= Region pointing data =
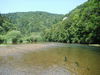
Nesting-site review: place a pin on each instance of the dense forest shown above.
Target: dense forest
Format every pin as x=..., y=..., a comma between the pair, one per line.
x=81, y=25
x=25, y=26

= Work item =
Write out exactly those lines of the records above that lie from the one with "Format every pin" through the last line, including both.

= Output for this exercise =
Format every pin as x=..., y=..., a comma between the pair, one per line.
x=81, y=25
x=25, y=26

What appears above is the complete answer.